- **Source material**:
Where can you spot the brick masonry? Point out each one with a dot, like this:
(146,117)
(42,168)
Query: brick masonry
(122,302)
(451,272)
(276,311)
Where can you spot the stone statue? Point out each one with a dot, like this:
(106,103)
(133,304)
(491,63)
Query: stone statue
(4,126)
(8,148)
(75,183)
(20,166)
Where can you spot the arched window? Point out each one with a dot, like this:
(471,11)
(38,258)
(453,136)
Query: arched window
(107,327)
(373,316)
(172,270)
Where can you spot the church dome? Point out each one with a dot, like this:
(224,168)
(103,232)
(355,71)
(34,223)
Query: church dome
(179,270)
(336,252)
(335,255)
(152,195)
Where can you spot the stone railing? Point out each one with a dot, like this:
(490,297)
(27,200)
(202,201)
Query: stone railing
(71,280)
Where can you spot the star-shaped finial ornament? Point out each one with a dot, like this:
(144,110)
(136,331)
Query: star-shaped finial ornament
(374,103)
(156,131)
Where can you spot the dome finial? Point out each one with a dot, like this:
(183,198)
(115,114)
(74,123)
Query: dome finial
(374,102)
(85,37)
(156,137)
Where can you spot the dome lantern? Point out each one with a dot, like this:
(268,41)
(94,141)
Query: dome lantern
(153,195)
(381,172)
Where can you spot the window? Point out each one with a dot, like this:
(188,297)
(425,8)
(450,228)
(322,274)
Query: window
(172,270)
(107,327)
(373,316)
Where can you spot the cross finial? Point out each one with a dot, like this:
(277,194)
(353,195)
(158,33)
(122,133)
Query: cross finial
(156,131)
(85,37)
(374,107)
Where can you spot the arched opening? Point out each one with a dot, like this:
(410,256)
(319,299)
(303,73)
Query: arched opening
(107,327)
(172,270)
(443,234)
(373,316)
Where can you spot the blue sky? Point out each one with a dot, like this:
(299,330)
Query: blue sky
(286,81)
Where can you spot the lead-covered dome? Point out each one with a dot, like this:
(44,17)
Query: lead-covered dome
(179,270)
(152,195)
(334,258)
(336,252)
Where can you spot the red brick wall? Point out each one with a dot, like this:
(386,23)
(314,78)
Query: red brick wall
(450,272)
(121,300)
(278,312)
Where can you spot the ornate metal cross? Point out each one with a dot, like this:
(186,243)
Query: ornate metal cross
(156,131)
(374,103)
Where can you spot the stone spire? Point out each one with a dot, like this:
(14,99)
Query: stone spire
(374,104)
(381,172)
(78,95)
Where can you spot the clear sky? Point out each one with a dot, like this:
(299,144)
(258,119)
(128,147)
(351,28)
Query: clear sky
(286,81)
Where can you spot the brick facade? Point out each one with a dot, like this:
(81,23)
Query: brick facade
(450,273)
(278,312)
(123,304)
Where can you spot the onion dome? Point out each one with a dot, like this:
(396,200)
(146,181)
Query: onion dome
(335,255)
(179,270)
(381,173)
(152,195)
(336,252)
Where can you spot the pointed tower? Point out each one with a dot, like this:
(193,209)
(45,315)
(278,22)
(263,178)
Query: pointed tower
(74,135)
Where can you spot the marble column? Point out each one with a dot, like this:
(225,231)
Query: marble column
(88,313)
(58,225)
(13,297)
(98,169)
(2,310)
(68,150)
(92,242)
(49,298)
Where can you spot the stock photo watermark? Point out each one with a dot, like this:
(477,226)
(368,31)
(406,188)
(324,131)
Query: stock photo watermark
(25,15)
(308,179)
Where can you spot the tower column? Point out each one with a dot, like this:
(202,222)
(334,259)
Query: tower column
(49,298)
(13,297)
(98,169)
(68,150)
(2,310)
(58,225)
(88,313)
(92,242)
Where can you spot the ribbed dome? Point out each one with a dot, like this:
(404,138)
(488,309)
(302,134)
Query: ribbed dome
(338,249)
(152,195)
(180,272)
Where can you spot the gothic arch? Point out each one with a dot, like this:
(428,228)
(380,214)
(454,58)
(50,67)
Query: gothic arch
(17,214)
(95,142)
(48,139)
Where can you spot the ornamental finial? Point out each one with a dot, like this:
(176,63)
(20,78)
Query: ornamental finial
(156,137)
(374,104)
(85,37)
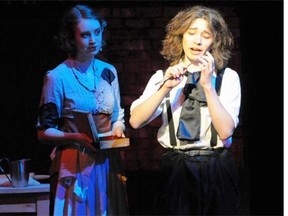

- **Task**: How many lines of the data above contain the string "lantern"? Treat the match as case-sensitive, and reply with the number only.

- **Task solution**: 2